(Items listed in a dataset)
↓

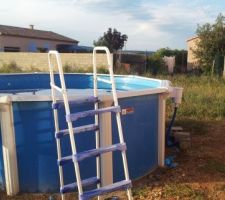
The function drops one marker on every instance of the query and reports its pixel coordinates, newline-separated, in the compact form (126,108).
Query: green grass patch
(214,166)
(203,97)
(182,191)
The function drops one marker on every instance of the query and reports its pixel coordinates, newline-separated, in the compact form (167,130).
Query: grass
(203,97)
(214,166)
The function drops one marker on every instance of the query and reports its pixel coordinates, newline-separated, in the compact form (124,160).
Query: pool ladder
(71,131)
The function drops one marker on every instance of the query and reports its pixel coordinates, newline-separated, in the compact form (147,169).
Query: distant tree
(211,42)
(113,39)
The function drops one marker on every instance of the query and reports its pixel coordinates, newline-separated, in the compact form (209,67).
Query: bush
(155,64)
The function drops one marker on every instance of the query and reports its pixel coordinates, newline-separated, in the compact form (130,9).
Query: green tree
(211,42)
(113,39)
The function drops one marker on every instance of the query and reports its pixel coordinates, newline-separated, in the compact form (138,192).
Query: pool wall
(28,158)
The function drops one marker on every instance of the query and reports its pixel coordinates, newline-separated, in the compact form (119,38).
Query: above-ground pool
(28,159)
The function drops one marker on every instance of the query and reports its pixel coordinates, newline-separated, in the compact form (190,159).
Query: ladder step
(72,186)
(64,160)
(122,185)
(60,103)
(79,129)
(96,152)
(76,116)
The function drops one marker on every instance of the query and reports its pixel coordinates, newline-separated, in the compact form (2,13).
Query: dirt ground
(200,171)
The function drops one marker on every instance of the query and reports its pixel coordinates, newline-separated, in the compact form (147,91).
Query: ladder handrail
(115,100)
(67,109)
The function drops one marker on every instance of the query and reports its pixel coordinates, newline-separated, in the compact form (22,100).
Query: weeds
(182,191)
(213,166)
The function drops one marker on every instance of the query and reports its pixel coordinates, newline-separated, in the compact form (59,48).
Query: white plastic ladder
(71,117)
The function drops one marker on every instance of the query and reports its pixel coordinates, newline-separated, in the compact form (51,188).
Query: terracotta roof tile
(33,33)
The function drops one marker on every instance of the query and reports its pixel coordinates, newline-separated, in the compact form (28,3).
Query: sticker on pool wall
(126,111)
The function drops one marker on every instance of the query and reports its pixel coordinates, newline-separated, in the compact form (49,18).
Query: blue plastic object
(60,103)
(122,185)
(170,141)
(79,129)
(91,153)
(76,116)
(96,152)
(72,186)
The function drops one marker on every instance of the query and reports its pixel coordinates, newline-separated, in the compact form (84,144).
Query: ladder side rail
(70,126)
(56,122)
(97,133)
(118,117)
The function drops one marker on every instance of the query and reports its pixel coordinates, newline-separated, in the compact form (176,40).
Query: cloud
(149,24)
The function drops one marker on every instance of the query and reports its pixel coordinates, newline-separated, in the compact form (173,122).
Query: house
(192,62)
(16,39)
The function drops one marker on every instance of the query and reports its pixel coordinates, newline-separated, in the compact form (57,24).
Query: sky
(149,24)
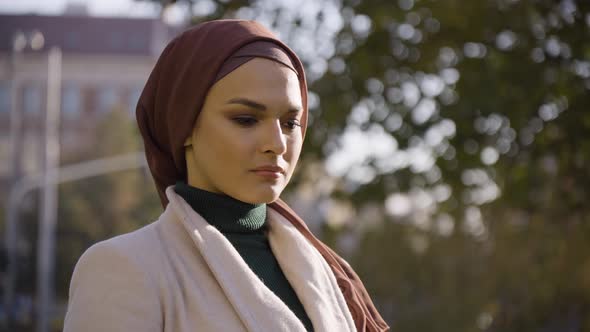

↑

**EXERCISE REQUIREMENTS:** Reproduce these records exactly, but not the pictures.

**OUTPUT OF THE TASK:**
The function drops one marker on every instance of the query and reports its pixel coordinates, newline-separated, in the compact form (126,108).
Query: green grass patch
(214,166)
(203,97)
(182,191)
The function drops one marker on every instance of the query and reports its pixel coordinates, newline-separated, in the compact form (167,130).
Query: grass
(203,97)
(214,166)
The function drops one marker on every instance of the query and reports its pixel coordinates, newline-separated, in the compact form (124,160).
Query: pool ladder
(71,131)
The function drops one marker on every instance of the query and reports its pixel coordinates, newline-separated, in the compact form (147,169).
Query: distant tree
(211,42)
(113,39)
The function drops one marker on every instance of the query and reports its pixel coordinates, newline-separated, in the compact form (209,67).
Query: bush
(155,64)
The function drops one marker on every instance of the query and reports its pixel coordinates, newline-separated, in the compact form (130,9).
Query: green tree
(211,42)
(113,39)
The function drops one marker on every instance of the query and reports its pixel coordinates, newline-separated, in the compact form (138,192).
Query: pool wall
(28,158)
The function drops one marker on every instance of the query and reports its pixel coordinates, newline-separated, in the compact form (119,38).
Query: above-ground pool
(28,159)
The function drops one marker on every instance of the query and reports its pixel coordinates, newline-separated, in the compact form (190,159).
Query: ladder step
(72,186)
(64,160)
(122,185)
(60,103)
(79,129)
(96,152)
(76,116)
The function drops one marker on every instance of the query and reports its pixel coordinates, newline-separated, in the compact form (2,13).
Query: dirt ground
(200,171)
The function drops one marker on every instance of the query and reports its pixel coordinates, newline-separated, in the compact form (147,91).
Query: ladder handrail
(115,100)
(67,109)
The function drops one marker on every instance of the query and reports its pixel coordinates, newline-separated, in the compact form (22,100).
Query: weeds
(182,191)
(213,166)
The function drops one marker on every instance of the query and reports its pixel coordinates, newline-separated, in the compact form (59,48).
Query: white plastic ladder
(71,117)
The function drops one marker on every instance of the query and reports its pixel coordinates, newline-separated, in the compact form (51,188).
Query: terracotta roof tile
(33,33)
The function drops one marker on every instance of the query and reports its pixel coordinates, newline-separated, in the compact form (28,3).
Query: sticker on pool wall
(126,111)
The function drops one marker on every instance of the query and reports its pixel coordinates, newline-separated, in the compact form (49,18).
Query: blue plastic object
(60,103)
(122,185)
(170,141)
(79,129)
(91,153)
(76,116)
(96,152)
(72,186)
The function drops one marker on every instance of the query and reports its pixel coordinates, newline-separated, in the compact form (84,144).
Query: ladder side rail
(70,126)
(56,122)
(97,133)
(118,117)
The function drops one marker on every instance of the query and reports its pixel coordinates, newline-separated, in the compact form (176,40).
Query: cloud
(149,24)
The function drops one marker on every instance of the query and reports its pixel coordinates, newline-separated, in the compact form (173,122).
Query: house
(192,62)
(16,39)
The function drops one marker on every instance of the query and reports its pixel coordinates, newline-separated, in the compact form (57,24).
Query: sky
(149,24)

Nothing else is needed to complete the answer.